_TEXT:_
/---

2.5. Hydrogen Energy Carriers

2.5.1. Liquid Hydrogen (LH2)

Hydrogen liquefaction has long been the preferred method of increasing hydrogen density for transport as the liquid has approximately one eight-hundredth of the volume of gaseous hydrogen [22]. This preference is despite hydrogen having the second lowest boiling point (−253 °C) after helium and the large amount of electricity that the process requires. Figure 3 shows the renewable hydrogen supply chain using LH2 that was modeled in this study. Assumptions for each of the supply chain components are described below.
● LH2 production
LH2 was produced by cooling gaseous hydrogen. The mean electricity input for LH2 production was calculated as 0.906 kWh/Nm3-H2 [65,66,75,76,77,78].
● LH2 storage at loading port
LH2 was stored in stationary insulation tanks at a loading port. It was assumed that the boil-off of hydrogen gas during this stage was subsequently re-liquefied. The electricity input for LH2 storage at the loading port was set to 0.055 kWh/Nm3-H2 [39].
● LH2 ocean transport by tanker
A LH2 tanker (160,000 m3 tank capacity, 16 knots sailing speed) [66] was assumed for transport of LH2 to Japan. However, because LH2 tankers are still being developed, exact data were not available. Thus, the emissions data were estimated using data for LNG tankers in IDEA under the assumption that the GHG emissions of a LH2 tanker per transport volume of LH2 expressed in ton-kilometer unit were equal to those for a LNG tanker per ton-kilometer of LNG. The emissions from laden and ballast voyages were both included in the estimation. The mean boil-off rate of LH2 during the voyage was calculated as 0.3%/day [65,66].

\---

_BRIEF 1:_ Render the object detection records as a two-column CSV, covering only the part that opens with the line containing "To accomplish: interact with the blue" and closes with the line containing "[326,224,561,421]", both lines included. Use the headers instruction and box, give one row per request with each field quoted, and replace line breaks inside a field with spaces.

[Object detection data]
/---

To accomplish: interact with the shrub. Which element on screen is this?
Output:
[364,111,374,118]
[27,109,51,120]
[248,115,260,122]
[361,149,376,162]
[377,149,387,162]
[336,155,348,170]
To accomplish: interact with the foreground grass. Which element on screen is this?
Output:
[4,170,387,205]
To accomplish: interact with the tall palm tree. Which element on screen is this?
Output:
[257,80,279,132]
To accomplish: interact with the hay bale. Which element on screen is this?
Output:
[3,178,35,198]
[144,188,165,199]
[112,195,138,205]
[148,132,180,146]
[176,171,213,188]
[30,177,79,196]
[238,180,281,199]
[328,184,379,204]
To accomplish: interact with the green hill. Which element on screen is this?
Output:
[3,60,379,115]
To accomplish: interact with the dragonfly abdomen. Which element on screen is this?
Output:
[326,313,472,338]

\---
/---

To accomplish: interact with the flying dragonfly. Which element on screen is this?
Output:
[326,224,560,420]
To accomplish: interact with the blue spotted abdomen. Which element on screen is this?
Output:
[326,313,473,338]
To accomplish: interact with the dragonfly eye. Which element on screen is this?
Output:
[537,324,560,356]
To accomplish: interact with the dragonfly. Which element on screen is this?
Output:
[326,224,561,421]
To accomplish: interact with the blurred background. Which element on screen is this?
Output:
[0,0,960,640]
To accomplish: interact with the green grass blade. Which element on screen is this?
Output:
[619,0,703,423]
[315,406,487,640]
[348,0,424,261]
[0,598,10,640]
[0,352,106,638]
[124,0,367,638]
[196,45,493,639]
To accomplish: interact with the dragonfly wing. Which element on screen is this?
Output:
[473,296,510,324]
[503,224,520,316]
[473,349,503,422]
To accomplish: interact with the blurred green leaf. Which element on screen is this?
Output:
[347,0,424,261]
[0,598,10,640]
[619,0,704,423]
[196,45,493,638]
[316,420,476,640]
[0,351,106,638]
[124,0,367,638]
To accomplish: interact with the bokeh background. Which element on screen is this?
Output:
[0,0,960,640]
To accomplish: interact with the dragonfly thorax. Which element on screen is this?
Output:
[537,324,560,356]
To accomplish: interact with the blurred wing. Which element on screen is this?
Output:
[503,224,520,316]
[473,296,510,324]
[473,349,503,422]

\---

_BRIEF 2:_ Continue the hydrogen energy carriers text from where it stops, writing the next part of the liquid hydrogen supply chain description.

_REPLY 1:_
instruction,box
"To accomplish: interact with the blue spotted abdomen. Which element on screen is this? Output:","[326,313,473,338]"
"To accomplish: interact with the dragonfly eye. Which element on screen is this? Output:","[537,324,560,356]"
"To accomplish: interact with the dragonfly. Which element on screen is this? Output:","[326,224,561,421]"

_REPLY 2:_
● LH2 storage at unloading port
LH2 was assumed to be transferred from the tanker to stationary tanks at an unloading port. It was assumed that the gas resulting from hydrogen boil-off was subsequently re-liquefied. The electricity input for LH2 storage at the unloading port was set to 0.055 kWh/Nm3-H2 [39].
● Domestic distribution of LH2 by tank truck
LH2 tank trucks (23 kL tank capacity, 3.5 km/L-diesel oil fuel economy) [45,79] were assumed to be responsible for the domestic distribution from the LH2 storage terminal to the hydrogen filling stations. The one-way distance was set to 50 km [66], and both the emissions by the laden and empty journeys were included to the inventory.
● LH2 storage at hydrogen filling stations
LH2 was assumed to be transferred from tank trucks to stationary tanks at hydrogen filling stations. The electricity input required for LH2 storage at a filling station was set to 0.055 kWh/Nm3-H2 [39].

2.5.2. Methylcyclohexane (MCH)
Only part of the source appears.